Request
Transcribe, word for word, the line containing "Mark one point on each instance of the weathered" and each line following it through the end of the listing below. Omit all other lines.

Materials provided
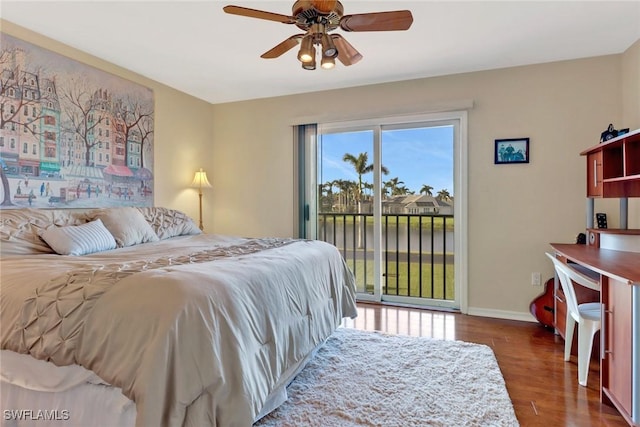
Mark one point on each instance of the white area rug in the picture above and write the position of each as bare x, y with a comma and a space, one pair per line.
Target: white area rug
363, 378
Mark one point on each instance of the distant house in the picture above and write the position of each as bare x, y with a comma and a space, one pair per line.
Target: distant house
416, 205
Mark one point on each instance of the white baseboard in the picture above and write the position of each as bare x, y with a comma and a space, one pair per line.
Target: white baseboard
501, 314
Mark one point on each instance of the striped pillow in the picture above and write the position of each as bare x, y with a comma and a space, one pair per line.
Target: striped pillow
79, 239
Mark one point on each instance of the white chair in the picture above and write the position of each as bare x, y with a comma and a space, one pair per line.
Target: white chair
587, 316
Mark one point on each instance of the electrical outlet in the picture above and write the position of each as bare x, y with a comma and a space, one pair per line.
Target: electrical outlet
535, 279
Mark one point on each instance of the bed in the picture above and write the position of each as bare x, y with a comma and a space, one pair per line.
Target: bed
132, 316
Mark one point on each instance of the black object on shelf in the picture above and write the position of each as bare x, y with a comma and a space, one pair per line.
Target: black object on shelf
601, 220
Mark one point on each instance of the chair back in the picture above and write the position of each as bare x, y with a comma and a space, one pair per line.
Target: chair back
564, 275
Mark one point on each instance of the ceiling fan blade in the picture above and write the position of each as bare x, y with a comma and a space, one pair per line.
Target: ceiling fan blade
347, 54
260, 14
379, 21
283, 47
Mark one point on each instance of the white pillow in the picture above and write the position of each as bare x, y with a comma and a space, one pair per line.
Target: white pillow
169, 222
79, 239
127, 225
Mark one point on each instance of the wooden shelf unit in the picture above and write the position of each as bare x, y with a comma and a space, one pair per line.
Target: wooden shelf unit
613, 167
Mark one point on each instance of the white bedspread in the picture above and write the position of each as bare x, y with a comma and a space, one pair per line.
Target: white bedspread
191, 343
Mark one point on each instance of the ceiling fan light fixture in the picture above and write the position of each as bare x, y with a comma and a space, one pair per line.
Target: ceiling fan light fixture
309, 65
327, 62
328, 47
307, 51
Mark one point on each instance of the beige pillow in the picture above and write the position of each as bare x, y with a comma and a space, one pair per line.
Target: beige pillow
127, 225
20, 229
169, 222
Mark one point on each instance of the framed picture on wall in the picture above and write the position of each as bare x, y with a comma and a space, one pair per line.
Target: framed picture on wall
514, 150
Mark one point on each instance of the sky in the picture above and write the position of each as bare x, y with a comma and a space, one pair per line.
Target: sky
415, 156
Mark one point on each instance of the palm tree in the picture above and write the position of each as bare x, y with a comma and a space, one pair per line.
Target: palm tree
444, 195
426, 189
362, 166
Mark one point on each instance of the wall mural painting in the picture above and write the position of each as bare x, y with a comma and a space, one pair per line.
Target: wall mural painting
71, 136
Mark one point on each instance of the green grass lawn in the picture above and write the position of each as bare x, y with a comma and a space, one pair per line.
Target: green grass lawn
403, 279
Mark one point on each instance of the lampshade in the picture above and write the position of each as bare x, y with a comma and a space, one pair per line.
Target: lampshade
327, 62
200, 180
328, 48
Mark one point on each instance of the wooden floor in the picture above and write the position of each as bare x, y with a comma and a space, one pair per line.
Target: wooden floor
543, 387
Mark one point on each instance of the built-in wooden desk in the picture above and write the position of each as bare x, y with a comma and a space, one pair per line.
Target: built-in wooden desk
619, 275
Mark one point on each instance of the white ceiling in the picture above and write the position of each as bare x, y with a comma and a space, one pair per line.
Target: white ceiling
193, 46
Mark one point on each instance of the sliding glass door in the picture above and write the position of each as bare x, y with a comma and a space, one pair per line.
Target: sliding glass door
388, 196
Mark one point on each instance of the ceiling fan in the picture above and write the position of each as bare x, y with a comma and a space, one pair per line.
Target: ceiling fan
318, 18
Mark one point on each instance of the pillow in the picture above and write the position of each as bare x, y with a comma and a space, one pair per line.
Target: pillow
169, 222
20, 229
79, 239
127, 225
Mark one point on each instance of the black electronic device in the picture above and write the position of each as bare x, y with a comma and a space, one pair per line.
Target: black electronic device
601, 220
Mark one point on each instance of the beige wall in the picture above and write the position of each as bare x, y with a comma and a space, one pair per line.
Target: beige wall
182, 128
514, 210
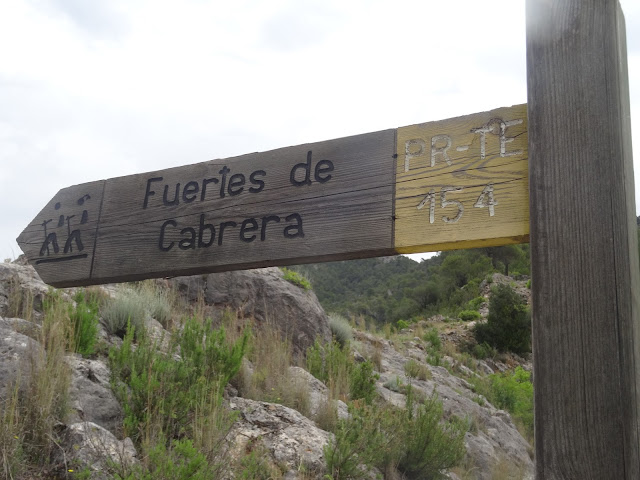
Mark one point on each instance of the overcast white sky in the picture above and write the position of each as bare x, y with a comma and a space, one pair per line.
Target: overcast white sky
96, 89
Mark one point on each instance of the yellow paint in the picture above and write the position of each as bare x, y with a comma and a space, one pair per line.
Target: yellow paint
465, 161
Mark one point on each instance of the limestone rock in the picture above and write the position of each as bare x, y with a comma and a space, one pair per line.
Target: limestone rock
21, 285
264, 295
90, 445
17, 356
318, 392
90, 395
291, 439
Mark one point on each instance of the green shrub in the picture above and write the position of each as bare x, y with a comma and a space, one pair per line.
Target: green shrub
484, 350
255, 466
181, 461
430, 446
476, 303
295, 278
508, 326
514, 393
340, 329
335, 367
402, 324
363, 382
433, 337
414, 440
469, 315
160, 393
328, 362
84, 322
126, 308
157, 304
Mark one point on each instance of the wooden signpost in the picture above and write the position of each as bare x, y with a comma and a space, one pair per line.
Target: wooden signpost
584, 250
457, 183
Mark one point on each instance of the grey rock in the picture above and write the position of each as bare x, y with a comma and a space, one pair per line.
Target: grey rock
90, 395
290, 439
31, 290
263, 295
18, 355
20, 325
318, 392
89, 445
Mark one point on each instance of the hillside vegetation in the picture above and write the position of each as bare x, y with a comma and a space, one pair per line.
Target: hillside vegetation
385, 290
409, 376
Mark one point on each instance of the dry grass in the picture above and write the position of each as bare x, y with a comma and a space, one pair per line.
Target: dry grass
37, 399
270, 380
20, 302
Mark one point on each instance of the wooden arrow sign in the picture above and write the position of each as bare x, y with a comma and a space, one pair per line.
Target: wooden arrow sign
457, 183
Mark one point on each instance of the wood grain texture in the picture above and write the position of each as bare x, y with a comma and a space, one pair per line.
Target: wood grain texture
463, 182
59, 242
190, 219
583, 242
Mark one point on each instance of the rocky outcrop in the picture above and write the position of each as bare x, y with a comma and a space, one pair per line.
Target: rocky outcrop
318, 393
21, 290
18, 353
90, 395
89, 445
263, 295
291, 440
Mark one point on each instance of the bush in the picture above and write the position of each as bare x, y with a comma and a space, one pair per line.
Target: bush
127, 308
514, 393
340, 329
402, 324
433, 337
295, 278
362, 385
161, 394
508, 326
182, 461
84, 322
335, 367
469, 315
476, 303
484, 350
414, 440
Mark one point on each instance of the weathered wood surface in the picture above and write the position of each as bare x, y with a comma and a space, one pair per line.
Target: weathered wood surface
330, 200
249, 211
583, 242
463, 182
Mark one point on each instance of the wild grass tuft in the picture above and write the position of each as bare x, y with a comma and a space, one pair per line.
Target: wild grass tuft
297, 279
415, 440
417, 370
270, 379
340, 329
37, 399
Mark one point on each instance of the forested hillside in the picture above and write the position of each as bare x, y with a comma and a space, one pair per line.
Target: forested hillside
389, 289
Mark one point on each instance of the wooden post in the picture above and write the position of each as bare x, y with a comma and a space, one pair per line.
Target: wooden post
583, 242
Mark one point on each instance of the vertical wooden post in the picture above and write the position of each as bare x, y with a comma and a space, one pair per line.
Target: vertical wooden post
583, 242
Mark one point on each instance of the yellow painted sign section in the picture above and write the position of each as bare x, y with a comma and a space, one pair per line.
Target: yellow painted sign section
463, 182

The completed task
Mark one point on each instance of the weathered wood surface in the picture above and write the position of each as bare x, y with a comma and a space, one pair per line.
Target: weathered wood surface
330, 200
249, 211
583, 242
463, 182
Mark one point on each instance of the wild grass tuft in the picture above and write the position of each as bare x, y with a comma and a space, one pair per line.
Target: wild grass tuft
297, 279
415, 440
417, 370
270, 379
340, 329
37, 399
Mark one point on each instance of the forested hillside in the picture above and write the position of each as bare x, y with a comma and a space, one pair per line.
Target: forested hillside
389, 289
Mark one point on each instance of the wooden post in the picture above and write the position of each as bare x, y with a comma and a space, one pair per line.
Target: wooden post
583, 242
Mark one point on each instance of the vertical wooden post in the picture above and write the position of each as bare x, y with a comma and a space, one pair per line.
Target: vertical wooden post
583, 242
Mark one point on each instance of the yellow painted sign section in the picture above and write the position of each as bare x, y with a comma and a space, one pair per line.
Target: yellow painted sign section
463, 182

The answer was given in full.